→ What you should do
Provide the records once more, identical to the original.

→ Data for this task

** Start **

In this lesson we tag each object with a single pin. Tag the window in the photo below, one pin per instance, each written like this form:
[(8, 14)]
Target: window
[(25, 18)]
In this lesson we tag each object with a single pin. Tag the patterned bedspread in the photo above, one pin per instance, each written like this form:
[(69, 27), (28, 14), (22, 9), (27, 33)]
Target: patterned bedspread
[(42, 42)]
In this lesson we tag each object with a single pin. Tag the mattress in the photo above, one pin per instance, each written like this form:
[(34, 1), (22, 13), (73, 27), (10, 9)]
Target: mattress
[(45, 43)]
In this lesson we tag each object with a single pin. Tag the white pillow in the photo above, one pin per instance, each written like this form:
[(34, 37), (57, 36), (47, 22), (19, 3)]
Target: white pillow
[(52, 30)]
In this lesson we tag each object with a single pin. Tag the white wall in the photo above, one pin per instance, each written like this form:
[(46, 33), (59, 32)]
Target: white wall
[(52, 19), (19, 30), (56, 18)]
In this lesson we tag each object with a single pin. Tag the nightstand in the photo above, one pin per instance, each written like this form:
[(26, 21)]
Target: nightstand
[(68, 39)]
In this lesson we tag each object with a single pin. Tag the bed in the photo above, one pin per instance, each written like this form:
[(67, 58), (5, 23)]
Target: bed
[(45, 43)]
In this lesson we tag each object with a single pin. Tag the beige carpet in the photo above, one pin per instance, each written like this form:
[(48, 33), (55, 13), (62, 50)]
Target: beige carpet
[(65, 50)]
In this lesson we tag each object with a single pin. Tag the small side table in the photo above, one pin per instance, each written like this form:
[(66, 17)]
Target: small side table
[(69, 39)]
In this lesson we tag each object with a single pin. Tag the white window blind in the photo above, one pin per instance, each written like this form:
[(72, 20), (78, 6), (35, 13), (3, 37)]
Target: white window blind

** End **

→ Written solution
In this lesson we tag each object with a single pin. Tag the window in the photo below, one pin per instance, each written like this form:
[(8, 14)]
Target: window
[(25, 18)]
In this lesson we tag each object with a single pin. Tag the patterned bedspread in the photo above, one pin per instance, each written like this form:
[(69, 27), (28, 14), (22, 9), (27, 33)]
Target: patterned bedspread
[(42, 42)]
In this lesson we tag each object with a single pin. Tag the mattress in the photo above, one pin per instance, each written like this form:
[(34, 1), (22, 13), (73, 27), (10, 9)]
Target: mattress
[(45, 43)]
In this lesson we tag each object with a single pin. Tag the white pillow in the photo above, one pin per instance, each written like this form:
[(34, 37), (57, 36), (47, 22), (19, 3)]
Target: white pillow
[(52, 30)]
In this lesson we tag each object with a single pin. Tag the white wall in the photo above, one pin per instance, each written like this form:
[(46, 33), (59, 32)]
Target: white wall
[(52, 19), (19, 30), (56, 18)]
In this lesson we tag each object with a single pin. Tag the nightstand in the photo above, one pin per instance, each written like this form:
[(26, 21)]
Target: nightstand
[(68, 39)]
In this lesson we tag each object with a single pin. Tag the bed in the photo above, one pin per instance, each written like this form:
[(67, 58), (5, 23)]
Target: bed
[(45, 43)]
In this lesson we tag each object with a single pin. Tag the beige carpet in the photo above, one pin per instance, each written like this form:
[(48, 33), (55, 13), (62, 50)]
Target: beige carpet
[(65, 50)]
In this lesson we tag each object with a single pin. Tag the small side table in the photo above, one pin per instance, each written like this form:
[(66, 17)]
Target: small side table
[(69, 39)]
In this lesson we tag each object with a single pin. Tag the white window blind in the photo above, one pin per instance, each written like this form:
[(72, 20), (78, 6), (35, 13), (3, 37)]
Target: white window blind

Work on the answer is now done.